ENTRIES PROVIDED:
** Begin **
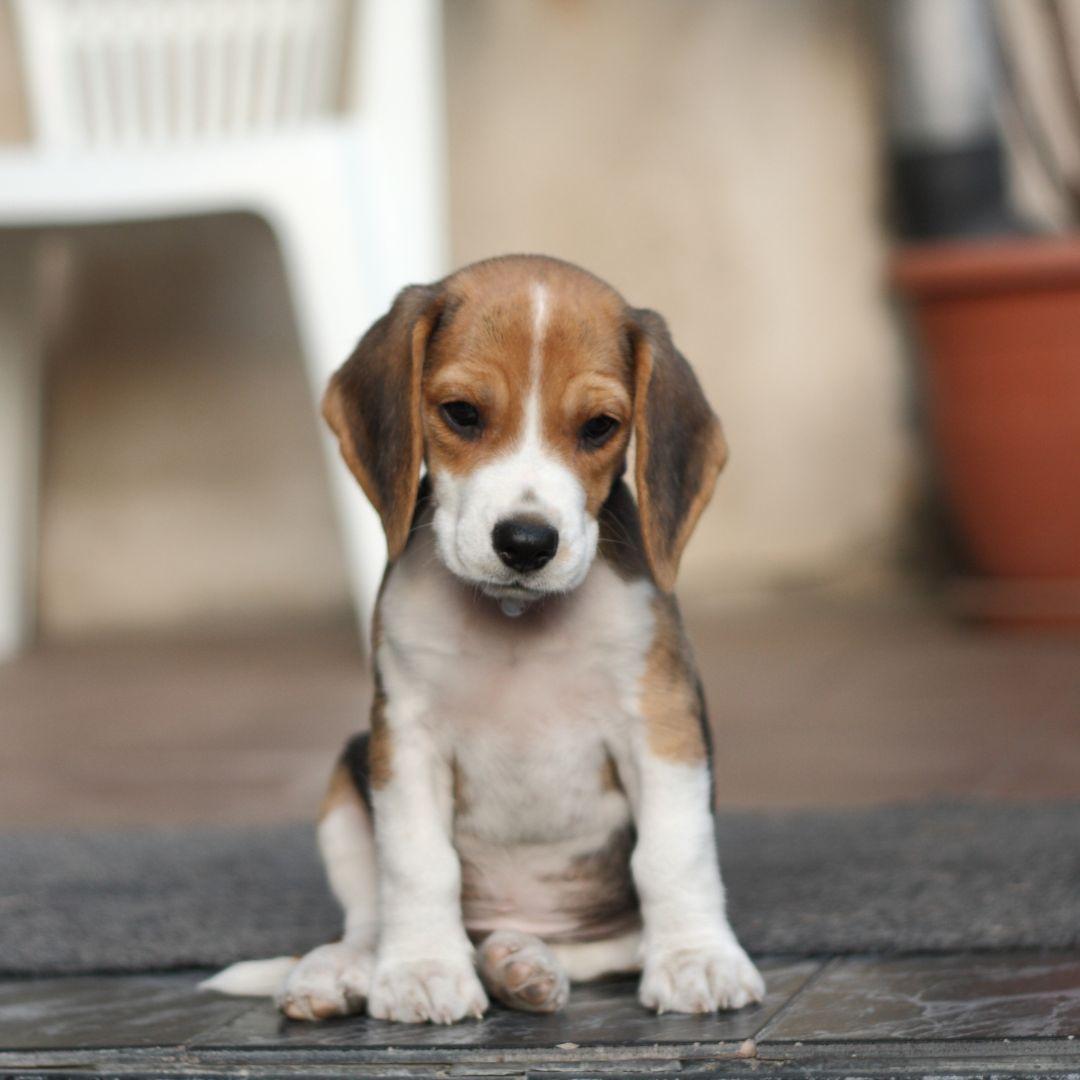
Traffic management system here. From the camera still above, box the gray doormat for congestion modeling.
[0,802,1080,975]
** End **
** Begin **
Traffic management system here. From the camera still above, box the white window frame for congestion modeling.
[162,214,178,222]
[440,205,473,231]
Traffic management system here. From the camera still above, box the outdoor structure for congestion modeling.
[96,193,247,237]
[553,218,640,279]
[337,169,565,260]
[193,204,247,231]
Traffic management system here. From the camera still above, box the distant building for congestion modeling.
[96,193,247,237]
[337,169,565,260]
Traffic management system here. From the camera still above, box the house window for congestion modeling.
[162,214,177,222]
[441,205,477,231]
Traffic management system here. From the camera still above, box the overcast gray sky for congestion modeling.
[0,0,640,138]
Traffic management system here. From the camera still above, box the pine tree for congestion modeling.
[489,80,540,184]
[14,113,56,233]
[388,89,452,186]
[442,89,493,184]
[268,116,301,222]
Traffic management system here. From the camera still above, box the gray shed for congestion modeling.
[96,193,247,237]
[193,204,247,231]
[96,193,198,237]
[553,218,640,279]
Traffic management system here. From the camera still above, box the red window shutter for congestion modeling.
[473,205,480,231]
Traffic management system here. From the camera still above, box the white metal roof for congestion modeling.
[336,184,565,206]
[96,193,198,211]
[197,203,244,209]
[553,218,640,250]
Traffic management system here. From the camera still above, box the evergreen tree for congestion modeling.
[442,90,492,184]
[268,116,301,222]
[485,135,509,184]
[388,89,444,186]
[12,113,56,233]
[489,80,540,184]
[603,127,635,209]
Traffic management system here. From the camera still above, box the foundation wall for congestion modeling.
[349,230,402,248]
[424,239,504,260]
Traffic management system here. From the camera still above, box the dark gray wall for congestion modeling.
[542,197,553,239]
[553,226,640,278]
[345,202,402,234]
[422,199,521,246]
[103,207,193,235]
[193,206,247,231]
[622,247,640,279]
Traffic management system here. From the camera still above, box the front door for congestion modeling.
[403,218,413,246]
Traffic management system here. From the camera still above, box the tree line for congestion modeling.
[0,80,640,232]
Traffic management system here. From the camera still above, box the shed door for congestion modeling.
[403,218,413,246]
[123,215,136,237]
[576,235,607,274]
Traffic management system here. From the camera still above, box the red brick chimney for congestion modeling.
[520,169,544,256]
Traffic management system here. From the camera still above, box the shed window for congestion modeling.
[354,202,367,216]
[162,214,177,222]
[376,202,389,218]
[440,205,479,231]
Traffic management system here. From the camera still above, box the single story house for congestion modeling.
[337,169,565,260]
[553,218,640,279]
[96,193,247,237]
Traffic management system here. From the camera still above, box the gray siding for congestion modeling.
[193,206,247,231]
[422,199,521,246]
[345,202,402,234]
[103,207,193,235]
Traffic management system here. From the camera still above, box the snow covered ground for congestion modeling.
** End **
** Begin **
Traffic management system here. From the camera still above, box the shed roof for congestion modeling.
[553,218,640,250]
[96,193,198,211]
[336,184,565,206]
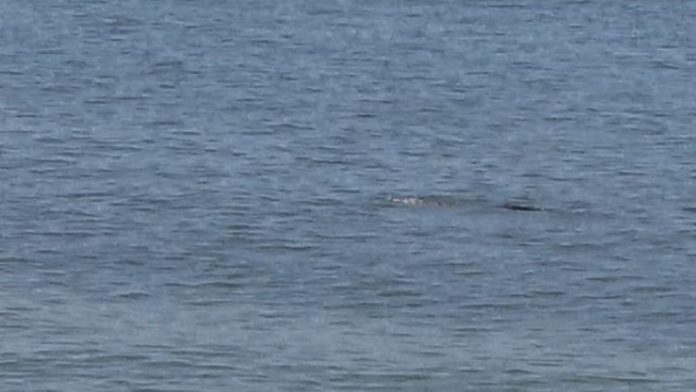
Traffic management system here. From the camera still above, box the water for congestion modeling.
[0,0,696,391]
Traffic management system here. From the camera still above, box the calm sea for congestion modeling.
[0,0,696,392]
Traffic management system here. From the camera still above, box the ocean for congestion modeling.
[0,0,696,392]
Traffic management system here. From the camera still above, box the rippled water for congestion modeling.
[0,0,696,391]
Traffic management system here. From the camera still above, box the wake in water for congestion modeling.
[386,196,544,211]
** End **
WHAT NEEDS TO BE DONE:
Extract the records from the line containing "pine tree for congestion modeling." through the line containing "[603,127,635,209]", both included, and repeat those lines without any change.

CORRECT OUTPUT:
Traffic management system here. From the camera still above, box the pine tree for congestion modeling.
[489,80,540,184]
[14,113,56,233]
[388,89,452,186]
[442,89,493,184]
[268,116,301,222]
Traffic management system here. From the camera still above, box the gray shed for congestion modeling.
[96,193,247,237]
[193,204,247,231]
[96,193,198,237]
[553,218,640,279]
Traffic management system here. From the camera still above, box the red window shutter for congestion modeling.
[473,205,480,231]
Traffic management system here. From the camera still above, box the white metal roof for congestion modeling.
[336,184,565,206]
[96,193,198,211]
[197,203,244,209]
[553,218,640,250]
Traffic management system here. From the camera still above, box the evergreen tree for congestion modeling.
[442,90,492,184]
[268,116,301,222]
[485,135,509,184]
[388,89,444,186]
[12,113,56,233]
[489,80,540,184]
[603,127,635,209]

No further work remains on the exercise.